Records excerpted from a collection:
◆ ◆ ◆
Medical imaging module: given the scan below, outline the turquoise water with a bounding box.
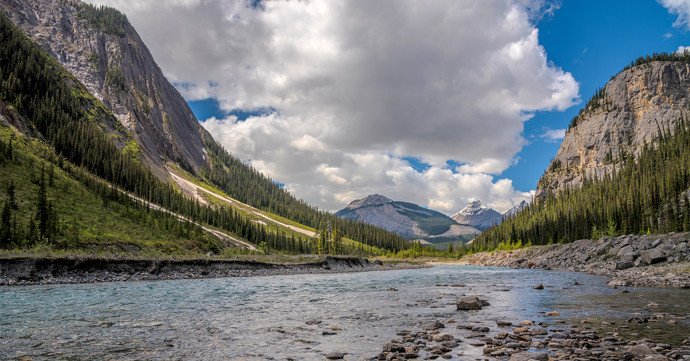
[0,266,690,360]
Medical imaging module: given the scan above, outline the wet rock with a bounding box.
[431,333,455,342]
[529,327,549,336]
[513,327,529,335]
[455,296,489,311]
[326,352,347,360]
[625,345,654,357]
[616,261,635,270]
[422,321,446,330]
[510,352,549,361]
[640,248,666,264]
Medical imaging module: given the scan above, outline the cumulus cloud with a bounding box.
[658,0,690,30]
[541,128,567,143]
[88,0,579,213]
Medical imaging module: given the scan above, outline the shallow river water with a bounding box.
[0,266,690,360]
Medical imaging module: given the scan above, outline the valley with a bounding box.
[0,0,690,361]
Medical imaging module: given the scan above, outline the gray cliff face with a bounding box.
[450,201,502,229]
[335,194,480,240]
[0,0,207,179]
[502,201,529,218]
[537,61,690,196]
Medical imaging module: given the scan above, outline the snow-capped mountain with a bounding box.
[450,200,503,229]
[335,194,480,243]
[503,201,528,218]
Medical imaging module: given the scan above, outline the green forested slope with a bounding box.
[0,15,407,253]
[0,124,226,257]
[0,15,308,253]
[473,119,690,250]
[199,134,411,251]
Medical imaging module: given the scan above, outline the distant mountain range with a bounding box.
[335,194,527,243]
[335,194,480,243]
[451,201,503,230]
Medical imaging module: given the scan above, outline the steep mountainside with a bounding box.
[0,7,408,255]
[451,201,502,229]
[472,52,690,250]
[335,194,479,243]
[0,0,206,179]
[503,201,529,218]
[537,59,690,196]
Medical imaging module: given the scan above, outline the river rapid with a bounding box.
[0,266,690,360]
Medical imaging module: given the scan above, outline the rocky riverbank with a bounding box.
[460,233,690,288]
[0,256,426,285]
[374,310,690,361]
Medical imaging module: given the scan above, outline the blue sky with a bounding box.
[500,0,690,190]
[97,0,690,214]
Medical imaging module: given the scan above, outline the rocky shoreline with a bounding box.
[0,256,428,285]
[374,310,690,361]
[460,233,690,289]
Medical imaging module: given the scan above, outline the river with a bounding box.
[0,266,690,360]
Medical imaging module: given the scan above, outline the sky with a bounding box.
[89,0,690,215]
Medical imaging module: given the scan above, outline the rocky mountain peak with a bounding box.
◆ ◆ ◆
» What is expected: Could you rewrite the data above as a JSON list of strings, one string per line, skipping blank lines and leaving the pictures out?

» Result for this task:
[
  "Medical imaging module: given the scan below, outline the turquoise water with a bounding box.",
  "[0,266,690,360]",
  "Medical imaging module: given the scan above, outline the wet rock with a bounding box.",
  "[431,333,455,342]",
  "[529,327,549,336]",
  "[513,327,529,335]",
  "[455,296,489,311]",
  "[326,352,347,360]",
  "[625,345,654,357]",
  "[616,261,635,270]",
  "[422,321,446,330]",
  "[510,352,549,361]",
  "[640,248,666,264]",
  "Medical imaging module: given the scan above, outline the cumulus cloud with a bounding box.",
  "[658,0,690,30]",
  "[541,128,567,143]",
  "[88,0,579,213]",
  "Medical imaging module: given the scan above, outline the shallow river water with a bounding box.",
  "[0,266,690,360]",
  "Medical imaging module: given the scan above, outline the valley with a bounding box.",
  "[0,0,690,361]",
  "Medical imaging module: given the scan above, outline the gray cliff face with a bounding box.",
  "[450,201,502,229]",
  "[335,194,480,240]",
  "[0,0,207,179]",
  "[502,201,529,218]",
  "[537,61,690,196]",
  "Medical imaging module: given the scan above, outline the snow-capped mountain with a bounding box.",
  "[450,200,503,229]",
  "[335,194,480,243]",
  "[503,201,528,218]",
  "Medical imaging module: given the scan above, outline the green forested slope with a bounding box.",
  "[0,15,407,253]",
  "[0,124,226,257]",
  "[0,15,308,253]",
  "[473,119,690,250]",
  "[199,134,411,251]",
  "Medical imaging module: given the scan above, outline the distant mountain range with a bounding box.",
  "[335,194,527,243]",
  "[335,194,480,243]",
  "[451,201,503,230]",
  "Medical imaging module: given the scan above, outline the steep mountainside with a bounding box.",
  "[0,7,408,255]",
  "[451,201,502,229]",
  "[472,52,690,250]",
  "[335,194,479,243]",
  "[0,0,206,179]",
  "[503,201,529,218]",
  "[537,59,690,196]",
  "Medical imaging module: given the scan above, outline the river rapid with a bounding box.",
  "[0,266,690,360]",
  "Medical imaging module: given the scan above, outline the rocky riverbank with a bounding box.",
  "[460,233,690,288]",
  "[0,256,426,285]",
  "[374,310,690,361]",
  "Medical imaging module: given the scan above, outline the blue sky with a bounding box.",
  "[500,0,690,190]",
  "[97,0,690,214]",
  "Medical imaging module: given the scan above, outline the rocky shoreline with a bounding box.",
  "[0,256,428,285]",
  "[374,310,690,361]",
  "[460,233,690,289]",
  "Medical imaging module: given the scan above, outline the river with a bounding box.",
  "[0,266,690,360]",
  "Medical imaging module: given the scan above, outline the sky with a bounding box.",
  "[89,0,690,215]",
  "Medical imaging module: given the scan above, outline the rocky mountain peak with a bounding box."
]